--- BEGIN DATA SUPPLIED ---
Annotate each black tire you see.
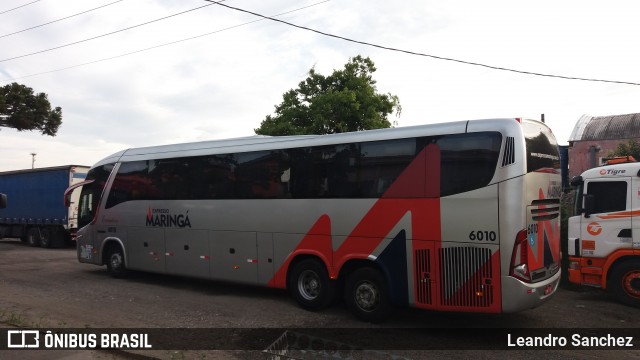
[288,259,336,311]
[27,227,40,247]
[40,228,53,248]
[344,267,392,323]
[106,244,127,278]
[610,259,640,307]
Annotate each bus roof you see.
[94,118,542,166]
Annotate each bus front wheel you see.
[611,259,640,307]
[344,267,391,322]
[107,245,127,278]
[288,259,335,311]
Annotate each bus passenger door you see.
[258,233,274,285]
[164,229,210,279]
[209,231,258,284]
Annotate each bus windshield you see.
[78,164,114,228]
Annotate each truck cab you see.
[567,163,640,306]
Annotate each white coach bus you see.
[66,119,561,321]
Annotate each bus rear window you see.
[522,121,560,173]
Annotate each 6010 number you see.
[469,230,498,241]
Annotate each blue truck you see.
[0,165,89,247]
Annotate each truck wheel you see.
[288,259,335,311]
[40,228,52,248]
[344,267,391,322]
[27,227,40,247]
[107,245,127,278]
[611,259,640,307]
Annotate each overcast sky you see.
[0,0,640,171]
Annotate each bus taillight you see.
[509,230,531,282]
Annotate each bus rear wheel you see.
[107,245,127,278]
[344,267,391,323]
[611,259,640,307]
[288,259,335,311]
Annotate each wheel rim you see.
[109,253,122,270]
[353,281,380,312]
[298,270,322,300]
[622,271,640,298]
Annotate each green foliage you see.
[608,139,640,160]
[0,83,62,136]
[255,55,402,135]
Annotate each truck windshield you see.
[78,164,114,228]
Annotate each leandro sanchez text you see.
[507,334,633,348]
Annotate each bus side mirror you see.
[583,194,596,218]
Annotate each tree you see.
[0,83,62,136]
[255,55,402,135]
[608,139,640,160]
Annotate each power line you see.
[0,0,124,39]
[0,0,330,82]
[205,0,640,86]
[0,0,40,15]
[0,0,225,62]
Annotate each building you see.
[569,113,640,178]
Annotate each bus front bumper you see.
[502,270,562,313]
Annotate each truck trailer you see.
[0,165,89,247]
--- END DATA SUPPLIED ---
**YOUR TASK**
Please format every line of the material above as a JSON list of strings, one string per line, leaving out blank lines and the pictures.

**RESPONSE**
[
  "Annotate each black tire you see.",
  "[288,259,336,311]",
  "[27,227,40,247]",
  "[40,228,53,248]",
  "[344,267,392,323]",
  "[106,244,127,278]",
  "[610,259,640,307]",
  "Annotate each bus roof you see.",
  "[94,118,542,166]",
  "Annotate each bus front wheel you see.",
  "[611,259,640,307]",
  "[344,267,391,322]",
  "[107,245,127,278]",
  "[288,259,335,311]",
  "Annotate each bus passenger door you see.",
  "[258,233,274,285]",
  "[164,229,210,279]",
  "[209,231,258,284]",
  "Annotate each bus windshield you see.",
  "[78,164,114,228]",
  "Annotate each truck cab you see.",
  "[567,163,640,306]",
  "Annotate each white coach bus you see.",
  "[66,119,561,321]",
  "Annotate each bus rear window you see.",
  "[522,121,560,173]",
  "Annotate each 6010 number you see.",
  "[469,230,498,241]",
  "Annotate each blue truck you see.",
  "[0,165,89,247]",
  "Annotate each truck wheel you see.",
  "[288,259,335,311]",
  "[40,228,52,248]",
  "[344,267,391,322]",
  "[27,227,40,247]",
  "[107,245,127,278]",
  "[611,259,640,307]",
  "Annotate each overcast sky you see.",
  "[0,0,640,171]",
  "Annotate each bus taillight you see.",
  "[509,230,531,282]",
  "Annotate each bus rear wheel you see.",
  "[107,245,127,278]",
  "[344,267,391,323]",
  "[611,259,640,307]",
  "[288,259,335,311]",
  "Annotate each wheel rim you see.",
  "[109,253,122,270]",
  "[353,281,380,312]",
  "[298,270,322,300]",
  "[622,271,640,298]",
  "Annotate each green foliage you see.",
  "[608,139,640,160]",
  "[0,83,62,136]",
  "[255,55,402,135]",
  "Annotate each truck windshield you see.",
  "[78,164,114,228]",
  "Annotate each leandro sanchez text you see.",
  "[507,334,633,348]",
  "Annotate each bus side mirror you see.",
  "[583,194,596,218]",
  "Annotate each tree you see.",
  "[0,83,62,136]",
  "[255,55,402,135]",
  "[608,139,640,160]",
  "Annotate each power line you see.",
  "[0,0,124,39]",
  "[0,0,330,82]",
  "[205,0,640,86]",
  "[0,0,40,15]",
  "[0,0,225,62]",
  "Annotate each building you see.",
  "[569,113,640,178]",
  "Annotate each bus front bumper you see.",
  "[502,270,562,313]",
  "Annotate each truck trailer you see.",
  "[0,165,89,247]"
]